ФРАГМЕНТ СТРАНИЦЫ -
Написать комментарий
В своём последнем посте я упомянул новый коллектив Root and Branch, описанный здесь и здесь, и сказал, что планирую написать о нём. Итак, приступим.
Зачем об этом писать? Ну, отчасти потому, что у группы (далее я буду называть её RBC) есть что сказать об аграрном локализме, который мне близок.
Кроме того, RBC ссылается на влияние различных бредовых марксистских и постмарксистских концепций (по их словам, «критических аграрных исследований, правовой географии, антиколониального марксизма, постколониальных исследований и теории мировых систем»).
Эти концепции также повлияли на меня и продолжают влиять, особенно когда я пытаюсь понять, как мы оказались в нынешнем затруднительном положении. Но в меньшей степени, чем раньше, и в меньшей степени как средство выхода из него. Поэтому мне интересно сопоставить мою ослабевающую приверженность таким концепциям с утверждением об их ценности.
В наши дни меня больше всего вдохновляют дистрибутизм, гражданское республиканство, аграрный популизм и томизм, или, может быть, имманентность… о которых мало кто слышал. Одна из причин, по которой о них мало кто слышал, заключается в том, что мы настолько погрязли в мейнстримной массовой примитивной политике, такой как неолиберализм и социализм, что им не уделяется должного внимания, что, на мой взгляд, прискорбно.
Моя готовящаяся к выходу книга «Поиск света в тёмную эпоху» пытается подготовить почву для этих немодернистских и несоциалистических позиций. Поэтому интересно рассмотреть в этом свете вмешательство RBC с его более прямой модернистско-социалистической линией.
Итак … статья RBC на Substack, написанная Адамом Кало и Алексом Хеффроном, начинается со ссылки на книгу под названием "Аграрные мечты", которая, по их словам, “эффективно увеличила разрыв в видении продовольственной системы, основанной на локализованном органическом производстве” с такими вещами, как эксплуататорские трудовые отношения и режимы капиталистической собственности.
Далее в статье говорится: «Более десяти лет спустя популярные дебаты об экологичных продуктах питания упорно отказываются выходить за рамки редукционистского противопоставления ремесленного локализма техноутопическому продуктивизму».
В этой статье говорится, что эти дебаты сосредоточены на методах землепользования, а не на политике в отношении земли. Затем автор ссылается на мои «дебаты» с Джорджем Монбиотом («дебаты», которых на самом деле никогда не было… хотя я всё ещё надеюсь, что Джордж когда-нибудь хотя бы откажется от своих ошибочных подсчётов).
Кало и Хеффрон говорят, что Монбиот создаёт «бессмысленную бинарную оппозицию между романтическим взглядом на неэффективное нишевое производство через локализацию и «серьёзной» работой по обеспечению мира наилучшими технологиями. Как будто нам приходится выбирать между миром анахроничного крестьянства, копающегося в земле, и техно-утопией».
Во всём этом есть над чем поразмыслить. Значит ли это, что Кало и Хеффрон говорят, что мы с Монбиотом спорим только о методах? На мой взгляд, позиция Монбиота в значительной степени — хотя зачастую и неявно — сосредоточена на земельной политике.

ЗАПИСИ -
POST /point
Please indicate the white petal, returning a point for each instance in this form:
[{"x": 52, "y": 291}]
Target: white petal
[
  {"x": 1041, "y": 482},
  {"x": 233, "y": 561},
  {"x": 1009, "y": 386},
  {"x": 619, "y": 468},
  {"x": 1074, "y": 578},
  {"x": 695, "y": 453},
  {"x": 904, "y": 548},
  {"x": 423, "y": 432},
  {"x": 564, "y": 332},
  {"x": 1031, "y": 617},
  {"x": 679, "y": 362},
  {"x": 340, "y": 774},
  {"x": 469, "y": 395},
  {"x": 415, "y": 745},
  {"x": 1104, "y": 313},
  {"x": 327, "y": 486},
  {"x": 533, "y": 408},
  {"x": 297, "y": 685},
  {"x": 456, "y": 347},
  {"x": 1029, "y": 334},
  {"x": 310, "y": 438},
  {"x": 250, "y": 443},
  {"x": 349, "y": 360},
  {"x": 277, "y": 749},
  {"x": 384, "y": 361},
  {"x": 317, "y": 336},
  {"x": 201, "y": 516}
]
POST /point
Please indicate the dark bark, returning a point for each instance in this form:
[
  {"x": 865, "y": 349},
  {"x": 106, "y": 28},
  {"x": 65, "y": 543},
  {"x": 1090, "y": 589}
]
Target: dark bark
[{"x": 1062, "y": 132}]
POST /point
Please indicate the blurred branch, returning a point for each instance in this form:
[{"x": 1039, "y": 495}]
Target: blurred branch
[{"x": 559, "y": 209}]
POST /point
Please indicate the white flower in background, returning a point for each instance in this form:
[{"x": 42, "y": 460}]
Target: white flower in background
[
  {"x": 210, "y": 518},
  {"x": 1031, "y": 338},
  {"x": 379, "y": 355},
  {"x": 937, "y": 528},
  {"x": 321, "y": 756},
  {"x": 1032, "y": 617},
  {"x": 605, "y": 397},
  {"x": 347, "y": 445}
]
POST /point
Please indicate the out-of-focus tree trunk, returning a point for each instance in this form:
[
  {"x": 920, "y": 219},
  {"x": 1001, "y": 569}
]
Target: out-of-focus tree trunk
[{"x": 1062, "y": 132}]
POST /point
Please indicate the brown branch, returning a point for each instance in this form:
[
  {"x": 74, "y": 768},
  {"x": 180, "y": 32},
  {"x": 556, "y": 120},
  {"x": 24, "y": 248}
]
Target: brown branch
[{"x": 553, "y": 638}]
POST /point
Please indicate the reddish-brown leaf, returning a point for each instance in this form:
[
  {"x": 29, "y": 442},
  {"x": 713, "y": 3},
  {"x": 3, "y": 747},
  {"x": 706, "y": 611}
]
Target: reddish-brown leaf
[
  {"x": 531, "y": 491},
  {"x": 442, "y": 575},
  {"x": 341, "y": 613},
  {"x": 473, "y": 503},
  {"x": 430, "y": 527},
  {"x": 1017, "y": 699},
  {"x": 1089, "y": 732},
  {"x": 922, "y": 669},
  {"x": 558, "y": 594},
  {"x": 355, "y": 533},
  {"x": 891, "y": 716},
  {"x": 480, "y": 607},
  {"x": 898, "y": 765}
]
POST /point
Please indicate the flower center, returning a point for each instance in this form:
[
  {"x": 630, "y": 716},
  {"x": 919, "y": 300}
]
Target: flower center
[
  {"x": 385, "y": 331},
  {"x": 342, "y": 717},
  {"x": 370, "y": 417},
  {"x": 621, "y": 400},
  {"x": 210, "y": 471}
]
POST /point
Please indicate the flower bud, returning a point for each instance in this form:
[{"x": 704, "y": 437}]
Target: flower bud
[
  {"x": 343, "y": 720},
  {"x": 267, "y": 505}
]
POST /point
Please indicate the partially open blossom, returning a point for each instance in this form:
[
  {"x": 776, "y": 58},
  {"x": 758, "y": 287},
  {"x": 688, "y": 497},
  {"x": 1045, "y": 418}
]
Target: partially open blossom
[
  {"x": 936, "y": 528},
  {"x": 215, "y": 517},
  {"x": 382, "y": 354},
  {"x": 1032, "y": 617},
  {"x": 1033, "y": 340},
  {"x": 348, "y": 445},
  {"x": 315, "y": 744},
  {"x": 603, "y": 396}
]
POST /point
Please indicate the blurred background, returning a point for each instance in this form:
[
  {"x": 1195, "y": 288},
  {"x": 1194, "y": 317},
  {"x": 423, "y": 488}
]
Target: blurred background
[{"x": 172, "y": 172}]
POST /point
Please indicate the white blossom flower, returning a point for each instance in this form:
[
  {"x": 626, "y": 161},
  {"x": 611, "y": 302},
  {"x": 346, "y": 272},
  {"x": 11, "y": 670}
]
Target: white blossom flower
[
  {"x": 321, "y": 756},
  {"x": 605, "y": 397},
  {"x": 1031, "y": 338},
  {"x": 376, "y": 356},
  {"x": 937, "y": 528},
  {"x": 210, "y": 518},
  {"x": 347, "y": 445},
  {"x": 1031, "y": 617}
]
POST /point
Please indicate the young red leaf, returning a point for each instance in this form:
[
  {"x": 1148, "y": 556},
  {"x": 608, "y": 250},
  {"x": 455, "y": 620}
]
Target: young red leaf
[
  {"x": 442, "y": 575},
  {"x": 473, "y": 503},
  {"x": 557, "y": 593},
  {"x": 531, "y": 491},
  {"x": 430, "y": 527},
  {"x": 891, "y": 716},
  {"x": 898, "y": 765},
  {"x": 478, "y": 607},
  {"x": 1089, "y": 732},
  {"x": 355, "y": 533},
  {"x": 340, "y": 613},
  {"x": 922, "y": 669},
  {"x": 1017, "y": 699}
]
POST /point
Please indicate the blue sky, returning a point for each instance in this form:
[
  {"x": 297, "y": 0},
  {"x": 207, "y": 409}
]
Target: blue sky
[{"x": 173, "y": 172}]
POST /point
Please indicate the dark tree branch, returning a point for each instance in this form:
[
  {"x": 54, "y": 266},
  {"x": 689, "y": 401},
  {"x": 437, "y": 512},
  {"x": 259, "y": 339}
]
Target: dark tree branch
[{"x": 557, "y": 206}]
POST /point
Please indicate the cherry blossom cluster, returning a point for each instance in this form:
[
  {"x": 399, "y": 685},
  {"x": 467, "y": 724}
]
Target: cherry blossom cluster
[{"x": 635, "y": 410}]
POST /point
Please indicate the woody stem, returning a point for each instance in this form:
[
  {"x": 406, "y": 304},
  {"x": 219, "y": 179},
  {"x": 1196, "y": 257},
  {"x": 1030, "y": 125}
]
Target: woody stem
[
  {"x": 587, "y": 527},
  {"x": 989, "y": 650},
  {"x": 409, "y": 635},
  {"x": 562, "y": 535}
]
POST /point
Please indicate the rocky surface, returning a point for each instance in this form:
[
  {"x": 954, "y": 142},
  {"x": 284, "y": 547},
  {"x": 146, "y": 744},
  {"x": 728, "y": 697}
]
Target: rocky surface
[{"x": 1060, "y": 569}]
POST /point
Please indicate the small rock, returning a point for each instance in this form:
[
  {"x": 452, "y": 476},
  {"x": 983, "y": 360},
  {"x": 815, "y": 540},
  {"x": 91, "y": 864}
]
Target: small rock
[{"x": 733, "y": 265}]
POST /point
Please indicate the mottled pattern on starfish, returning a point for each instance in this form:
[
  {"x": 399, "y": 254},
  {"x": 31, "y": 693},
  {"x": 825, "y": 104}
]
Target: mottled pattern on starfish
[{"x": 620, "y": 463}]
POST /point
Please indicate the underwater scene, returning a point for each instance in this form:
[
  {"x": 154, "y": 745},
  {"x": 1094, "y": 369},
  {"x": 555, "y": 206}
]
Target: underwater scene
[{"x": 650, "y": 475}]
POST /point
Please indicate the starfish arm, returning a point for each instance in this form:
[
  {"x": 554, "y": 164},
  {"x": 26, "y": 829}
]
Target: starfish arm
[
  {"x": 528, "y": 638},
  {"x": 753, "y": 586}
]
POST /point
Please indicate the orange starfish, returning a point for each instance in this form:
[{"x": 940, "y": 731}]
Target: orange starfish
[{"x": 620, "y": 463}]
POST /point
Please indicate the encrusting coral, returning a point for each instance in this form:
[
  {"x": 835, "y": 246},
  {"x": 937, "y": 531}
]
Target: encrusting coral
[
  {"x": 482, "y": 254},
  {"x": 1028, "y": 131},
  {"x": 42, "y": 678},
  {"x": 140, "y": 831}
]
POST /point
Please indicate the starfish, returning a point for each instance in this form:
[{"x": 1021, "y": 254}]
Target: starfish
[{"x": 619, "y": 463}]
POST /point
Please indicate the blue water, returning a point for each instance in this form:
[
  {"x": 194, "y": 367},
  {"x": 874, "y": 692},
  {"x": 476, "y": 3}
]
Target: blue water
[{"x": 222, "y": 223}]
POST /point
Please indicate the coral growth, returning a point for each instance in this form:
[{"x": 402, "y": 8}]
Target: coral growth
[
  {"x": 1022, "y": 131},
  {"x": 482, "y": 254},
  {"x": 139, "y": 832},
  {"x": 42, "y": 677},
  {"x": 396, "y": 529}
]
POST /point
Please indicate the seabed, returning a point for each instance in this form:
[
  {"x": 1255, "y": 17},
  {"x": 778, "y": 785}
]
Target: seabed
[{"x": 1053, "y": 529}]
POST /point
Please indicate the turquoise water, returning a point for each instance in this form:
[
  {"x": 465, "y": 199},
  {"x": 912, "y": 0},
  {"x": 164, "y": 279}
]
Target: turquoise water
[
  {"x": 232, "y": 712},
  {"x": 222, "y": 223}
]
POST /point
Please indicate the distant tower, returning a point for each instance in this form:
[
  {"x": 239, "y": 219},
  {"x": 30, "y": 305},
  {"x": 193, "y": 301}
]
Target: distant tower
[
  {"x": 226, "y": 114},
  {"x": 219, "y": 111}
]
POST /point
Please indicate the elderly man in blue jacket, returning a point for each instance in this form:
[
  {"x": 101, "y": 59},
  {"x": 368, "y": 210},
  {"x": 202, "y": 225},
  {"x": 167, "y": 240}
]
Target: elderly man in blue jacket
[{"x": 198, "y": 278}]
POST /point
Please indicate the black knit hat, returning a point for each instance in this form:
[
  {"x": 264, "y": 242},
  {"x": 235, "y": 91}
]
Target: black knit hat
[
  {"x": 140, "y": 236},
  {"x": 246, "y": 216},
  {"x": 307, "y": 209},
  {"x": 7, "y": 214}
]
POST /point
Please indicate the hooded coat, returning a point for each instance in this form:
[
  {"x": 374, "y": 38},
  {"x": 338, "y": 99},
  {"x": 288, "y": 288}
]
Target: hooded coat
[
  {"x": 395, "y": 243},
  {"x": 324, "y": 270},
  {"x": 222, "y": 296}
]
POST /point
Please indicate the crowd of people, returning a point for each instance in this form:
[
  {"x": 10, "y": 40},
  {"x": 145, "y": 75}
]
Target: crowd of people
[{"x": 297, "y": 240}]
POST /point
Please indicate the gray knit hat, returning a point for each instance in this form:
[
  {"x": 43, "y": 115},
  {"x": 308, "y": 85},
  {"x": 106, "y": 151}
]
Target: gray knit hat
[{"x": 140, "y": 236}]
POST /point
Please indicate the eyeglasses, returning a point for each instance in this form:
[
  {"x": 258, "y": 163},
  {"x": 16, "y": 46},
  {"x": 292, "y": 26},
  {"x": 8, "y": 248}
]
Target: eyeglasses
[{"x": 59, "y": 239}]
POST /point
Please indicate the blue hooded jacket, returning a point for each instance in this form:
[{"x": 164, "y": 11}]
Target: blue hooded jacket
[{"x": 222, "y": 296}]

ЗАДАНИЯ ДЛЯ ВЫПОЛНЕНИЯ -
A. Как называется готовящаяся к выходу книга автора, упомянутая во фрагменте страницы о коллективе Root and Branch?
B. Скопируйте из фрагмента страницы о коллективе Root and Branch отрывок, который начинается со слов «Моя готовящаяся к» и заканчивается словами «режимы капиталистической собственности.».

РЕЗУЛЬТАТЫ -
A. «Поиск света в тёмную эпоху».

B.
Моя готовящаяся к выходу книга «Поиск света в тёмную эпоху» пытается подготовить почву для этих немодернистских и несоциалистических позиций. Поэтому интересно рассмотреть в этом свете вмешательство RBC с его более прямой модернистско-социалистической линией.
Итак … статья RBC на Substack, написанная Адамом Кало и Алексом Хеффроном, начинается со ссылки на книгу под названием "Аграрные мечты", которая, по их словам, “эффективно увеличила разрыв в видении продовольственной системы, основанной на локализованном органическом производстве” с такими вещами, как эксплуататорские трудовые отношения и режимы капиталистической собственности.